[Page text]
Health insurance risk pools: high risk for the public, low risk for private plans.
The Senate has taken a big step by announcing that its health care reform bill will include a public option, the details of which we've yet to see. But if we hope to have a fighting chance to reform the system, the public option will have to be more than the weak thing this one likely is.
With Senator Reid's announcement, we appear to be putting the finishing touches on dividing the health insurance risk pool in two:
- The high-risk public pool of elderly, unemployed or underpaid, chronically ill and dying individuals, along with children of low-income families, and
- The low-risk private pool of relatively healthy, employed and decently paid individuals.
The health care costs of the high-risk public pool are paid for with public funds. The health care costs of the low-risk private pool are paid for with private funds.
Here's the makeup of the high-risk public pool, broadly speaking:
- Medicare covers everyone over 65 along with end-stage renal disease patients, totalling about 35-40 million.
- Medicaid covers about 50 million low-income individuals, mostly children, pregnant women, elderly (dual eligible) or disabled. Among those covered by Medicaid are people whose very expensive chronic illnesses have caused them to "spend down" their assets to the point where they no longer have the ability to pay for health care.
[/Page text]
[Recorded information]
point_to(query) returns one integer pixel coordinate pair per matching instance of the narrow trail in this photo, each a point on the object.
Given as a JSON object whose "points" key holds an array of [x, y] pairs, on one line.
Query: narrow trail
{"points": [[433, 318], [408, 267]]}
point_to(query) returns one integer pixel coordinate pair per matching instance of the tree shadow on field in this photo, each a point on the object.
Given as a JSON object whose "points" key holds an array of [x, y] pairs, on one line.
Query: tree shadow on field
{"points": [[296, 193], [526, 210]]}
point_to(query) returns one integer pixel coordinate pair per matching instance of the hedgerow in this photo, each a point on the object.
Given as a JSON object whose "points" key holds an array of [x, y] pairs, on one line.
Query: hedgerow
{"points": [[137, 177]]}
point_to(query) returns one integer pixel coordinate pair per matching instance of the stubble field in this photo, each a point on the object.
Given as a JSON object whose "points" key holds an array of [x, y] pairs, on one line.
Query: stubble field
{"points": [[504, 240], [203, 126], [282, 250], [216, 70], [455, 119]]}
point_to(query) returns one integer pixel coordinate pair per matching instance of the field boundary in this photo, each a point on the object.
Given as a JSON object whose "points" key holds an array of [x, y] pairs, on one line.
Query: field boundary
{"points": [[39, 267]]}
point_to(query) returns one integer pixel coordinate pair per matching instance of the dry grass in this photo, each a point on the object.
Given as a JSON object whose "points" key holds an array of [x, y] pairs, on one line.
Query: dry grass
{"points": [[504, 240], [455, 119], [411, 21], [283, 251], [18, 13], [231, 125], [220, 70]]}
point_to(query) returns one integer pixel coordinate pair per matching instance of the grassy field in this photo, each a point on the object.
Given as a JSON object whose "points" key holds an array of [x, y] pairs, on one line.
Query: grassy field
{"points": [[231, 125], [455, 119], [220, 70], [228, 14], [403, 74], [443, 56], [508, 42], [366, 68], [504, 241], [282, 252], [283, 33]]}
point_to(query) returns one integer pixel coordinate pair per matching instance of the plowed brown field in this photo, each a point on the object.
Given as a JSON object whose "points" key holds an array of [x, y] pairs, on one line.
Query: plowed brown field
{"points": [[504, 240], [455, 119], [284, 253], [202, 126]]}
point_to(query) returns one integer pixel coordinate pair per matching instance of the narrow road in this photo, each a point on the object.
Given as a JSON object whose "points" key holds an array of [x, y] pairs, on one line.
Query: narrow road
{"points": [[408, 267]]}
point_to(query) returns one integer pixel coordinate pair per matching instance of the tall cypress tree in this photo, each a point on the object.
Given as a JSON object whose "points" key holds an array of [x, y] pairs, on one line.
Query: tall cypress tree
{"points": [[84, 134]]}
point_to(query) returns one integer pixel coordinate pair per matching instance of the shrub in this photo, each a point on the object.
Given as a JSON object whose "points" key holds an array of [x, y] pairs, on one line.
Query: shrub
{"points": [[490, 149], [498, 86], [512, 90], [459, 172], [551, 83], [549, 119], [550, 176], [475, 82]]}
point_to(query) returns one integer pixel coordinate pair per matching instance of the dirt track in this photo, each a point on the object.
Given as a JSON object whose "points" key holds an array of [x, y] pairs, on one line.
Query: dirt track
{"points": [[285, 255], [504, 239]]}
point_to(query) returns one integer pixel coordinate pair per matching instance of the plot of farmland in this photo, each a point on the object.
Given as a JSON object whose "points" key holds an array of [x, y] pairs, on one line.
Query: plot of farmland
[/Recorded information]
Problem A: Translate this sentence from the risk-pool text into Spanish: "The health care costs of the high-risk public pool are paid for with public funds."
Problem B: Rewrite the risk-pool text from "With Senator Reid's" up to and including "about 35-40 million.", with "finishing touches" replaced by "final touches".
The entries are separate material, independent of the risk-pool text.

Exercise output A: Los costos de atención médica del grupo público de alto riesgo se pagan con fondos públicos.

Exercise output B:
With Senator Reid's announcement, we appear to be putting the final touches on dividing the health insurance risk pool in two:
- The high-risk public pool of elderly, unemployed or underpaid, chronically ill and dying individuals, along with children of low-income families, and
- The low-risk private pool of relatively healthy, employed and decently paid individuals.
The health care costs of the high-risk public pool are paid for with public funds. The health care costs of the low-risk private pool are paid for with private funds.
Here's the makeup of the high-risk public pool, broadly speaking:
- Medicare covers everyone over 65 along with end-stage renal disease patients, totalling about 35-40 million.